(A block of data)
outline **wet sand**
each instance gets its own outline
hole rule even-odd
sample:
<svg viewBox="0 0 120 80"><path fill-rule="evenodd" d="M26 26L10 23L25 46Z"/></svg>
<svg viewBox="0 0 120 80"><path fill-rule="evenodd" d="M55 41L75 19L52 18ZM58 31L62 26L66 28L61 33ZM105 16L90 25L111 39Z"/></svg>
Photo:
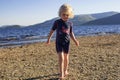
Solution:
<svg viewBox="0 0 120 80"><path fill-rule="evenodd" d="M120 80L120 35L78 37L71 41L65 80ZM0 80L57 80L55 42L0 48Z"/></svg>

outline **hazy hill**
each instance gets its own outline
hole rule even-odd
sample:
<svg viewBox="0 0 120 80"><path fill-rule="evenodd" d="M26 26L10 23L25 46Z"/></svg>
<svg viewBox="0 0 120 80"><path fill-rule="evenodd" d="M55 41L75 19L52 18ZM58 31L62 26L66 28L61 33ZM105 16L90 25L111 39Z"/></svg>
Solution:
<svg viewBox="0 0 120 80"><path fill-rule="evenodd" d="M118 14L118 12L110 11L110 12L103 12L103 13L96 13L96 14L81 14L81 15L75 15L73 19L70 19L70 21L73 22L74 26L80 26L81 24L84 24L89 21L97 20L100 18L108 17ZM32 25L32 26L43 26L43 27L50 27L52 26L53 22L58 19L53 18L51 20L47 20L43 23Z"/></svg>
<svg viewBox="0 0 120 80"><path fill-rule="evenodd" d="M112 16L112 15L115 15L115 14L118 14L118 12L103 12L103 13L95 13L95 14L81 14L81 15L75 15L73 19L70 19L74 26L80 26L81 24L85 24L89 21L94 21L94 20L97 20L97 19L101 19L101 18L105 18L105 17L109 17L109 16ZM51 27L53 22L58 19L58 17L56 18L53 18L53 19L50 19L50 20L47 20L43 23L38 23L38 24L34 24L34 25L30 25L30 26L26 26L28 28L40 28L40 27ZM6 28L8 27L21 27L19 25L13 25L13 26L7 26ZM5 27L5 26L4 26Z"/></svg>
<svg viewBox="0 0 120 80"><path fill-rule="evenodd" d="M120 24L120 13L102 19L90 21L83 25L117 25L117 24Z"/></svg>

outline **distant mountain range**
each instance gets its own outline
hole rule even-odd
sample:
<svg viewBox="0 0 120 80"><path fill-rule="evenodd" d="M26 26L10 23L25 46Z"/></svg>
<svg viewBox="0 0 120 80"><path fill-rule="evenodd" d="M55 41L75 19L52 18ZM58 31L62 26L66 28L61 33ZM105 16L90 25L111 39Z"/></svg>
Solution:
<svg viewBox="0 0 120 80"><path fill-rule="evenodd" d="M53 18L51 20L47 20L43 23L38 23L30 26L25 27L34 27L34 28L40 28L40 27L51 27L53 22L58 19L58 17ZM74 26L80 26L80 25L109 25L109 24L120 24L120 13L119 12L103 12L103 13L95 13L95 14L81 14L81 15L75 15L73 19L70 19L70 21L73 22ZM20 25L12 25L12 26L4 26L4 28L20 28Z"/></svg>
<svg viewBox="0 0 120 80"><path fill-rule="evenodd" d="M120 25L120 13L109 17L89 21L83 25Z"/></svg>

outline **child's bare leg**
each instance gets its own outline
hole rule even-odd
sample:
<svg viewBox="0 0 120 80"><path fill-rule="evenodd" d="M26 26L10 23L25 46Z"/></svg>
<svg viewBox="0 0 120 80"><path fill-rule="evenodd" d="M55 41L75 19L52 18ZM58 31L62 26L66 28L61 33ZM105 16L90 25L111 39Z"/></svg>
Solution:
<svg viewBox="0 0 120 80"><path fill-rule="evenodd" d="M59 57L60 78L64 78L64 54L58 53L58 57Z"/></svg>
<svg viewBox="0 0 120 80"><path fill-rule="evenodd" d="M64 54L64 74L68 75L69 54Z"/></svg>

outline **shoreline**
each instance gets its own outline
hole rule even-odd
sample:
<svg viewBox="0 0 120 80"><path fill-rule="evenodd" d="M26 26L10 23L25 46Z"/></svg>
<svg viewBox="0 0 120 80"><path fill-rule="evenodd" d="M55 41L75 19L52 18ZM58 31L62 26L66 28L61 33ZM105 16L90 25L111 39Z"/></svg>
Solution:
<svg viewBox="0 0 120 80"><path fill-rule="evenodd" d="M90 35L79 35L76 37L91 37L91 36L109 36L109 35L119 35L119 34L90 34ZM34 44L39 42L45 42L47 38L36 38L36 39L28 39L28 40L15 40L15 41L6 41L0 43L0 48L10 48L10 47L17 47L17 46L24 46L27 44ZM54 38L52 38L52 41L54 41Z"/></svg>
<svg viewBox="0 0 120 80"><path fill-rule="evenodd" d="M119 80L120 35L77 37L80 46L70 44L66 80ZM58 61L54 41L0 48L0 79L57 80Z"/></svg>

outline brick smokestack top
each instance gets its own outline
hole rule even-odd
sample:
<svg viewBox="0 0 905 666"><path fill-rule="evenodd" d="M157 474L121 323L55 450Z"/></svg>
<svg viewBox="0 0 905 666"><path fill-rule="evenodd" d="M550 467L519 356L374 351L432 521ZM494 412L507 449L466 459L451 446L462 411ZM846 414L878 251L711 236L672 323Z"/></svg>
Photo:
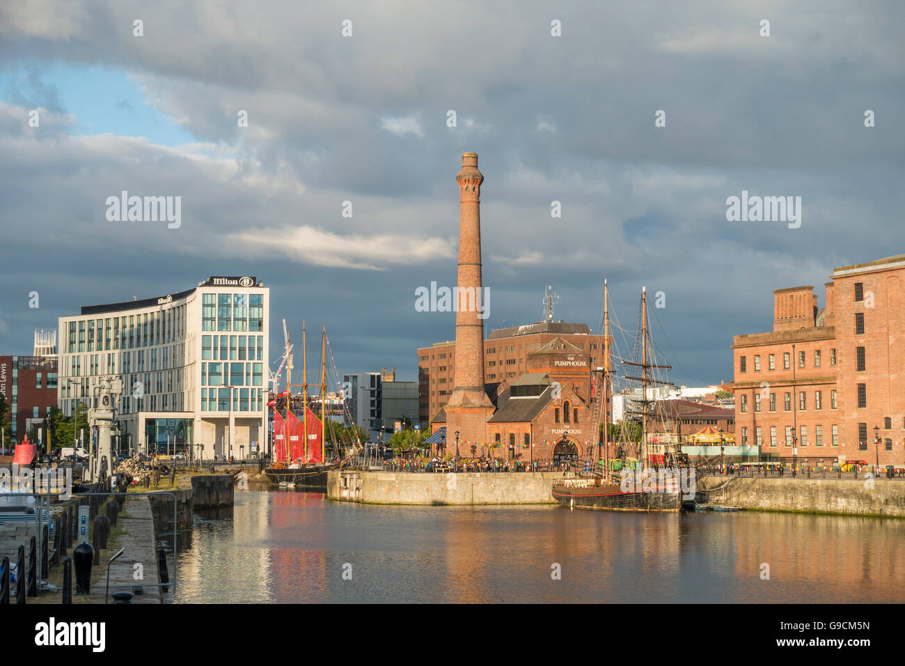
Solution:
<svg viewBox="0 0 905 666"><path fill-rule="evenodd" d="M446 403L447 446L454 446L454 432L461 441L483 442L487 419L493 403L484 390L484 320L477 308L483 302L481 280L481 184L484 177L478 170L478 154L462 153L459 183L459 309L455 320L455 387ZM473 290L473 291L472 291ZM478 301L478 299L481 299ZM454 449L453 449L454 450ZM451 451L452 452L452 451Z"/></svg>

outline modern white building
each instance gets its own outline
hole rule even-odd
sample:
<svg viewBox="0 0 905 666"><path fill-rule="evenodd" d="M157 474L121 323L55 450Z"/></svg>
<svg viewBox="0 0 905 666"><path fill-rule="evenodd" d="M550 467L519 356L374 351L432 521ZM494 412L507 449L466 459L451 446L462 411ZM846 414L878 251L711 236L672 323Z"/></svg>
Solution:
<svg viewBox="0 0 905 666"><path fill-rule="evenodd" d="M170 442L204 458L260 451L269 317L270 288L247 276L82 307L60 317L59 405L71 414L100 377L119 376L121 448L163 452Z"/></svg>

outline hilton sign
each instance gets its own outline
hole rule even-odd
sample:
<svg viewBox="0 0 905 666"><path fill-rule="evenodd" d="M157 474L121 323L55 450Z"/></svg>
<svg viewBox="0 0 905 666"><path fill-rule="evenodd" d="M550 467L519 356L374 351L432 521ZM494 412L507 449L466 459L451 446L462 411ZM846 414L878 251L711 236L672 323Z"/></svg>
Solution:
<svg viewBox="0 0 905 666"><path fill-rule="evenodd" d="M254 286L258 283L257 278L248 277L214 277L211 276L206 282L201 283L198 286Z"/></svg>

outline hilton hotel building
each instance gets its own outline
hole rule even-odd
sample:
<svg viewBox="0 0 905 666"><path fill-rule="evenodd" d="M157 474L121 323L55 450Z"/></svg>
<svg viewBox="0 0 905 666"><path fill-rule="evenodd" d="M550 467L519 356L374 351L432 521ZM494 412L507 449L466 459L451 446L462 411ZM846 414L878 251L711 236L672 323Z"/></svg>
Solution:
<svg viewBox="0 0 905 666"><path fill-rule="evenodd" d="M202 458L237 458L267 441L270 289L254 277L211 277L177 294L60 317L58 401L71 415L101 377L123 381L120 447L175 439ZM232 437L231 437L232 433ZM87 435L87 433L86 433ZM195 447L195 454L199 454Z"/></svg>

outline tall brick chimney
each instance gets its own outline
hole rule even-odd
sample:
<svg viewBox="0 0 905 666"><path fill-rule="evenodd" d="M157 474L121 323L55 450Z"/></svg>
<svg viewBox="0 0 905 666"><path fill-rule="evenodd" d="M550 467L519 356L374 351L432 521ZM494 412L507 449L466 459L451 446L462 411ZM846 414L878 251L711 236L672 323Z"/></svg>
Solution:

§ REQUIREMENTS
Copy everything from the line containing "outline **hazy hill**" down to the line containing "24L120 13L102 19L90", swapping "hole rule" for "fill rule" and leaving all else unchanged.

§ TASK SOLUTION
outline **hazy hill**
each instance gets its own outline
fill rule even-odd
sample:
<svg viewBox="0 0 120 80"><path fill-rule="evenodd" d="M26 26L10 23L25 46Z"/></svg>
<svg viewBox="0 0 120 80"><path fill-rule="evenodd" d="M55 41L75 19L52 18ZM58 31L62 26L66 28L61 33ZM105 16L90 25L111 39Z"/></svg>
Solution:
<svg viewBox="0 0 120 80"><path fill-rule="evenodd" d="M118 14L118 12L110 11L110 12L103 12L103 13L96 13L96 14L81 14L81 15L75 15L73 19L70 19L70 21L73 22L74 26L80 26L81 24L84 24L89 21L97 20L100 18L108 17ZM32 25L32 26L43 26L43 27L50 27L52 26L53 22L58 19L53 18L51 20L47 20L43 23Z"/></svg>
<svg viewBox="0 0 120 80"><path fill-rule="evenodd" d="M112 16L112 15L115 15L115 14L118 14L118 12L103 12L103 13L95 13L95 14L81 14L81 15L75 15L73 19L70 19L74 26L80 26L81 24L85 24L89 21L94 21L94 20L97 20L97 19L101 19L101 18L105 18L105 17L109 17L109 16ZM51 27L53 22L58 19L58 17L56 18L53 18L53 19L50 19L50 20L47 20L43 23L38 23L38 24L34 24L34 25L30 25L30 26L26 26L28 28L40 28L40 27ZM6 28L8 27L21 27L19 25L13 25L13 26L7 26ZM5 27L5 26L4 26Z"/></svg>
<svg viewBox="0 0 120 80"><path fill-rule="evenodd" d="M120 24L120 13L102 19L90 21L83 25L117 25L117 24Z"/></svg>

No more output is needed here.